**EXERCISE REQUIREMENTS**
The required answer is every line of the data containing the word "kitchen".

**WORKING DATA**
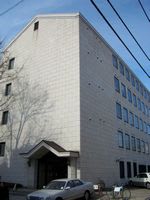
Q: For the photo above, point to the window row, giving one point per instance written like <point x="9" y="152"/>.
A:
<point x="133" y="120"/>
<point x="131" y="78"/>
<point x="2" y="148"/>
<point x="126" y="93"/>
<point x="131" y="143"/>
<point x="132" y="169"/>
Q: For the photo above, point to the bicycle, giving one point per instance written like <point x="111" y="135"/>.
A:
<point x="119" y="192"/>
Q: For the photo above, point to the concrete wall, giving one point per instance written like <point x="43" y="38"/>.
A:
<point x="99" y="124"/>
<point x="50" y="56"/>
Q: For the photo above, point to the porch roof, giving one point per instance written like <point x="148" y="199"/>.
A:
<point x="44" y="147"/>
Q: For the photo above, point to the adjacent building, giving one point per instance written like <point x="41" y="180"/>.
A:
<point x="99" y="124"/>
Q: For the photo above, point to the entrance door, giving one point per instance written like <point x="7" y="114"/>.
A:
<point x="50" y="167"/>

--

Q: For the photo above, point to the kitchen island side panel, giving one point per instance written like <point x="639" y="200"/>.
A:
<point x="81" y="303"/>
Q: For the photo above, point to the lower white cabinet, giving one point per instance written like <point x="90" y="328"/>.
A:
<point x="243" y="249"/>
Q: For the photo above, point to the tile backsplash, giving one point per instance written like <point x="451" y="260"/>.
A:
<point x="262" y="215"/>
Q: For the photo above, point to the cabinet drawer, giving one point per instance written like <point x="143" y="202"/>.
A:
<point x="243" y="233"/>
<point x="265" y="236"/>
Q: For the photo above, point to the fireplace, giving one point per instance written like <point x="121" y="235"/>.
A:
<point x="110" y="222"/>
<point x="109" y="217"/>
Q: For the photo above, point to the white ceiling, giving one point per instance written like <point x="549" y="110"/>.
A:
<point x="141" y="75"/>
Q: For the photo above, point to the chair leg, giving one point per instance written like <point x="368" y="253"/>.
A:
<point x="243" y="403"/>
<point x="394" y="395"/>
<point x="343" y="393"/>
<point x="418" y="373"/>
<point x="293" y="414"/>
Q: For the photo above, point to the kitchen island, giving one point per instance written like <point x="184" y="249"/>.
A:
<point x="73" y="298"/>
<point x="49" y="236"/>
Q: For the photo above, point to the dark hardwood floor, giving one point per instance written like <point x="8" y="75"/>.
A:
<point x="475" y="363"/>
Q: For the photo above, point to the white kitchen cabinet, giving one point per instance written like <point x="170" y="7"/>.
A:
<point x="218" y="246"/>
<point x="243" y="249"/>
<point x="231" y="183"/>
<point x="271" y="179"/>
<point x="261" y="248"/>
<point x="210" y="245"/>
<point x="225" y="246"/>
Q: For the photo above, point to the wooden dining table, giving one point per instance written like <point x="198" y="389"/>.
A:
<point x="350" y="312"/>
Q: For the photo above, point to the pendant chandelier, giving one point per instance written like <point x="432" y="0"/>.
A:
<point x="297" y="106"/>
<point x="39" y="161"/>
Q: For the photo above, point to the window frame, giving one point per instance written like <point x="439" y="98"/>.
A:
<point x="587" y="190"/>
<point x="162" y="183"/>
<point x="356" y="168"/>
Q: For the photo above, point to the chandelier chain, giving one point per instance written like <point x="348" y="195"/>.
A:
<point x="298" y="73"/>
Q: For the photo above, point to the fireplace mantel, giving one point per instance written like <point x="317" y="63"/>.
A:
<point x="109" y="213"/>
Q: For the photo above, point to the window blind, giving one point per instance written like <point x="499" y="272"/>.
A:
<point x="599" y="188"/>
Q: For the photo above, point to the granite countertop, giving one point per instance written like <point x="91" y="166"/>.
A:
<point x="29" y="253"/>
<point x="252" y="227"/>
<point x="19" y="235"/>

---

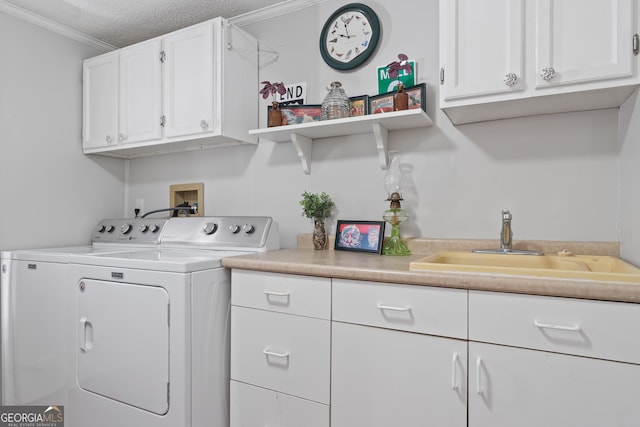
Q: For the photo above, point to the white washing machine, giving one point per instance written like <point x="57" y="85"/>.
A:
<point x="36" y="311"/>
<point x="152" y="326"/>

**RESPONSE**
Q: For the photo above, point to the kitchen island side panel, giving one point per instance written like <point x="639" y="200"/>.
Q: For the photo above, point to the kitchen island, giving one point per instance written like <point x="184" y="249"/>.
Q: For the photo above, point to the white kitchen cabinet, giving one point per instance written like <point x="170" y="7"/>.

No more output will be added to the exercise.